Can you quote all of the data below verbatim, line for line?

# Start of Available data

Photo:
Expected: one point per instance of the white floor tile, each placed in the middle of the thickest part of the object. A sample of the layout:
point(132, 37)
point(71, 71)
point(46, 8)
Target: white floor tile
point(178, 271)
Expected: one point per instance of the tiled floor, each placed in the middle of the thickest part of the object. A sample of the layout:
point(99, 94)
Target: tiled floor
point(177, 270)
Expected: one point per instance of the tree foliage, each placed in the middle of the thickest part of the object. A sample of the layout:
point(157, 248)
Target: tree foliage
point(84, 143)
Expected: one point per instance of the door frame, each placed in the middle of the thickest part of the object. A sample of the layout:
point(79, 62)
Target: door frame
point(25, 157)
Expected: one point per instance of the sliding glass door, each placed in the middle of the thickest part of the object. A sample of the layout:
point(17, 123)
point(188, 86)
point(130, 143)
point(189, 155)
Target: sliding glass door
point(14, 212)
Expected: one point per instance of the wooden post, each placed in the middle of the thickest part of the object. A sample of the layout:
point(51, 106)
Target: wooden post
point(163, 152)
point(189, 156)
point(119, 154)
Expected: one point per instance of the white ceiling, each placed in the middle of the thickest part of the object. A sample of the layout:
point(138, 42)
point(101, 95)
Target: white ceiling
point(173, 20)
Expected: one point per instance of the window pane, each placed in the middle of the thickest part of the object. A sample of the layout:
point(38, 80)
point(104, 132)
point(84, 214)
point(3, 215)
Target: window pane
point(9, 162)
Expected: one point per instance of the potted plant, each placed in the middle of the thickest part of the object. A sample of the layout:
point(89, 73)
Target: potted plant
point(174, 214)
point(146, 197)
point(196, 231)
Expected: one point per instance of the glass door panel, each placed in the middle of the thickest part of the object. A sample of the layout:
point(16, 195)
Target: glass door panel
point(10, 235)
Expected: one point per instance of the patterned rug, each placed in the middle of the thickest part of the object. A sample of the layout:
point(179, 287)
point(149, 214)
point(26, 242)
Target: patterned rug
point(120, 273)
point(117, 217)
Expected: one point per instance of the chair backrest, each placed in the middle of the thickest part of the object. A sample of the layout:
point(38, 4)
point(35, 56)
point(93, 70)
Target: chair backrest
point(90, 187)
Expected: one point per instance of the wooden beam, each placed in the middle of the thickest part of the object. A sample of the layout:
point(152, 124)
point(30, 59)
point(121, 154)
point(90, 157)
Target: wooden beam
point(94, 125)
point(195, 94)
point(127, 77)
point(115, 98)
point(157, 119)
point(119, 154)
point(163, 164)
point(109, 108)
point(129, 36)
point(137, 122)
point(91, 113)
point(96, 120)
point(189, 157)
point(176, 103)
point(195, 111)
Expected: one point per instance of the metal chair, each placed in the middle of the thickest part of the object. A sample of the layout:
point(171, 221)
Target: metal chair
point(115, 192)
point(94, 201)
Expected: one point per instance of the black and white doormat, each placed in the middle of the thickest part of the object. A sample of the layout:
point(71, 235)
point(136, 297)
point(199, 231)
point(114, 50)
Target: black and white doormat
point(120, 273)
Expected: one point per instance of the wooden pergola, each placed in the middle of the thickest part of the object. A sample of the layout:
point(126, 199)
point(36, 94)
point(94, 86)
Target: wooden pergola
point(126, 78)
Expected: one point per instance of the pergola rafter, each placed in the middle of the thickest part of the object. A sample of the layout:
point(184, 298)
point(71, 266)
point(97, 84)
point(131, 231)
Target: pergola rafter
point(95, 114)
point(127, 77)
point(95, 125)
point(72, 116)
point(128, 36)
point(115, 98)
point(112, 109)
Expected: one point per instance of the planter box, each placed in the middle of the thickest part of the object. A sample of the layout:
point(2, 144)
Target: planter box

# End of Available data

(Final answer):
Photo:
Expected: one point per instance of the white floor tile, each placed in the middle of the thickest part of the object. A sample of the layout:
point(132, 37)
point(71, 71)
point(46, 8)
Target: white floor tile
point(178, 271)
Expected: one point per instance of the tiled floor, each placed in the middle of the thickest part of the object. A sample of the layout:
point(99, 94)
Target: tiled floor
point(177, 270)
Expected: one point per instance of the tree foliage, each placed in the middle of the thickest part of the object. A sample of the layout:
point(157, 248)
Target: tree foliage
point(84, 143)
Expected: one point per instance of the door frame, each placed in the middle of the thickest part of the object. A sample of the layout:
point(79, 62)
Target: door frame
point(25, 157)
Expected: one point per instance of the sliding glass door, each placed in the middle of the thickest part of the object. A sample of the layout:
point(17, 123)
point(188, 86)
point(130, 143)
point(189, 155)
Target: sliding glass door
point(14, 212)
Expected: one point per instance of the wooden post, each placed in the middle of the thickest part of the object. A sample of the layout:
point(51, 106)
Target: wooden post
point(163, 152)
point(189, 156)
point(119, 154)
Expected: one point per instance of the white ceiling, each placed in the middle of the thickest part of the object. A sample of the layout:
point(138, 42)
point(101, 95)
Target: white ceiling
point(173, 20)
Expected: one point per instance of the window pane, each placed in the middle of the thickest part of the object. A sample of the layout:
point(38, 80)
point(104, 132)
point(84, 214)
point(3, 215)
Target: window pane
point(9, 162)
Expected: one point per instance of the potted plant, each placed in the middle of the thickest part of the object. A sample of the layout:
point(89, 73)
Target: potted plant
point(174, 214)
point(146, 197)
point(196, 231)
Expected: one point per instance of the glass door panel, each placed in the middle of the thickest part of the object. A sample of the layout:
point(16, 195)
Target: glass door panel
point(10, 235)
Expected: one point per instance of the patterned rug, each placed in the middle of the thickest part of the object. A sample of the layout:
point(179, 287)
point(149, 214)
point(26, 242)
Target: patterned rug
point(120, 273)
point(117, 217)
Expected: one point per instance of the chair backrest, each placed in the middle of the thickest part of the object. A sample of the layout:
point(38, 4)
point(35, 56)
point(93, 70)
Target: chair backrest
point(90, 187)
Expected: one point per instance of the wooden beam, each placed in the middle of the thickest part of the object. A sample of the layout:
point(152, 124)
point(30, 59)
point(121, 154)
point(90, 157)
Target: wooden beam
point(94, 125)
point(195, 94)
point(127, 77)
point(115, 98)
point(157, 119)
point(119, 154)
point(163, 164)
point(109, 108)
point(129, 36)
point(137, 122)
point(91, 113)
point(96, 120)
point(189, 157)
point(176, 103)
point(195, 111)
Expected: one point per instance of the metal chair, each placed in the middle of the thickest part of the object. A sample of the layout:
point(171, 221)
Target: metal chair
point(115, 192)
point(94, 201)
Expected: one point per instance of the black and white doormat, each placed in the middle of the thickest part of the object. A sample of the layout:
point(71, 235)
point(136, 297)
point(199, 231)
point(114, 50)
Target: black and white doormat
point(120, 273)
Expected: one point per instance of the wooden pergola, each placed in the middle of the thickest part of the object. A sample of the layout:
point(126, 199)
point(36, 94)
point(94, 86)
Target: wooden pergola
point(126, 78)
Expected: one point per instance of the pergola rafter, each placed in the middle of the thickest part of the object. A sample of the layout:
point(184, 298)
point(71, 266)
point(97, 84)
point(131, 231)
Target: pergola rafter
point(95, 114)
point(127, 77)
point(95, 125)
point(72, 116)
point(128, 36)
point(115, 98)
point(112, 109)
Expected: one point per instance of the planter box, each placed in the middle of the thickest part of the object. A sample of the layout:
point(2, 144)
Target: planter box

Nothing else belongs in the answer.